## Задания
1: Как будет выглядеть часть отрывка из воспоминаний, если заменить «время потерь» на «время утрат»? Начните со слов «Текущая страница: 10» и остановитесь после слов «в год 1953-й.».
2: Что, согласно отрывку из воспоминаний, началось у автора с некоторыми из друзей, оставшихся вблизи? Перечислите всё названное.
3: Почему в отрывке из воспоминаний то время названо временем потерь?

## Текст

355 500 произведений, 25 200 авторов.

Электронная библиотека книг » Бенедикт Сарнов » Скуки не было. Вторая книга воспоминаний » Текст книги (страница 10)
Скуки не было. Вторая книга воспоминаний
  • Текст добавлен: 9 октября 2016, 04:22

Текст книги "Скуки не было. Вторая книга воспоминаний"


Автор книги: Бенедикт Сарнов



сообщить о нарушении

Текущая страница: 10 (всего у книги 44 страниц) [доступный отрывок для чтения: 16 страниц]

Всё это я узнал – повторяю – сорок лет спустя, когда мы с Лёней стали друзьями. Это было уже время потерь: одни друзья уже ушли «в никуда», другие – по слову того же Галича – «в князья». Но и среди тех немногих, что остались вблизи, кое с кем мне уже не о чем было разговаривать: начались размолвки, ссоры, разрывы отношений, казавшихся нерушимыми. (Об этом мне в свой час еще придется рассказать.) Но в это грустное время потерь были и приобретения. И одним из самых ценных для меня таких приобретений стали тесные отношения с Леонидом Зориным, с которым не случайно мы сблизились именно в эти годы…

Возвращаюсь, однако, назад, в год 1953-й.

Итак, статья моя с красивым названием «Сердце с правдой вдвоем» напечатана так и не была и знаменитым меня не сделала. Но какую-то роль в моей жизни она все-таки сыграла.

## Представленные записи

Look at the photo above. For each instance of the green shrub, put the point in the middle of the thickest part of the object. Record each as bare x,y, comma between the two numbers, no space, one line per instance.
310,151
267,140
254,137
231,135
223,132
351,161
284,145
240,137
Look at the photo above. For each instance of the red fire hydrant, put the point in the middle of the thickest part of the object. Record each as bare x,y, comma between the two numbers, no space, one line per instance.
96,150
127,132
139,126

...

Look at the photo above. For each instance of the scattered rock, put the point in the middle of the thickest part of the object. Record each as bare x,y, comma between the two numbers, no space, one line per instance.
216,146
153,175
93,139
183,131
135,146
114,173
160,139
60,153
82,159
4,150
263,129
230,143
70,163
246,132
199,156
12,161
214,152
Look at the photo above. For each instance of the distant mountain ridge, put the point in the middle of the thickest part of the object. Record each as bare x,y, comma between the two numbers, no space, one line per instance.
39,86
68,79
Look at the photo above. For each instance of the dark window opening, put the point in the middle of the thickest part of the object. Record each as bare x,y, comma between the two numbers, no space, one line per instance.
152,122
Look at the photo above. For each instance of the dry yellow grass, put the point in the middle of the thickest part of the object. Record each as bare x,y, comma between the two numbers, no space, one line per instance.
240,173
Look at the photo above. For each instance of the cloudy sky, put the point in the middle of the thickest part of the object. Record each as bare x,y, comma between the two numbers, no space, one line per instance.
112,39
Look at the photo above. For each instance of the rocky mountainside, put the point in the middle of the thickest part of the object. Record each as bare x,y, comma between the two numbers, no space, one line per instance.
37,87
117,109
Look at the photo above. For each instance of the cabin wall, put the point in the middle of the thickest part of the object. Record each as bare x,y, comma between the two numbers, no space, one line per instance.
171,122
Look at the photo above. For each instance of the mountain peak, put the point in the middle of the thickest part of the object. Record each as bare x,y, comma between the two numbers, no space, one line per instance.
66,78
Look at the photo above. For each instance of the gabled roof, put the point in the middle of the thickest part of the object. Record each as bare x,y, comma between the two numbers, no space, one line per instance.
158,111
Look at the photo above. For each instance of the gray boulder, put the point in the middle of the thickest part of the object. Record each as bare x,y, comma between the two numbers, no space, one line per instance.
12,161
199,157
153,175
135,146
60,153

## Ответы
1:
Текущая страница: 10 (всего у книги 44 страниц) [доступный отрывок для чтения: 16 страниц]

Всё это я узнал – повторяю – сорок лет спустя, когда мы с Лёней стали друзьями. Это было уже время утрат: одни друзья уже ушли «в никуда», другие – по слову того же Галича – «в князья». Но и среди тех немногих, что остались вблизи, кое с кем мне уже не о чем было разговаривать: начались размолвки, ссоры, разрывы отношений, казавшихся нерушимыми. (Об этом мне в свой час еще придется рассказать.) Но в это грустное время утрат были и приобретения. И одним из самых ценных для меня таких приобретений стали тесные отношения с Леонидом Зориным, с которым не случайно мы сблизились именно в эти годы…

Возвращаюсь, однако, назад, в год 1953-й.

2: Размолвки, ссоры, разрывы отношений, казавшихся нерушимыми.

3: Одни друзья ушли «в никуда», другие «в князья». А с некоторыми из оставшихся вблизи автору стало не о чем разговаривать: начались размолвки, ссоры и разрывы отношений.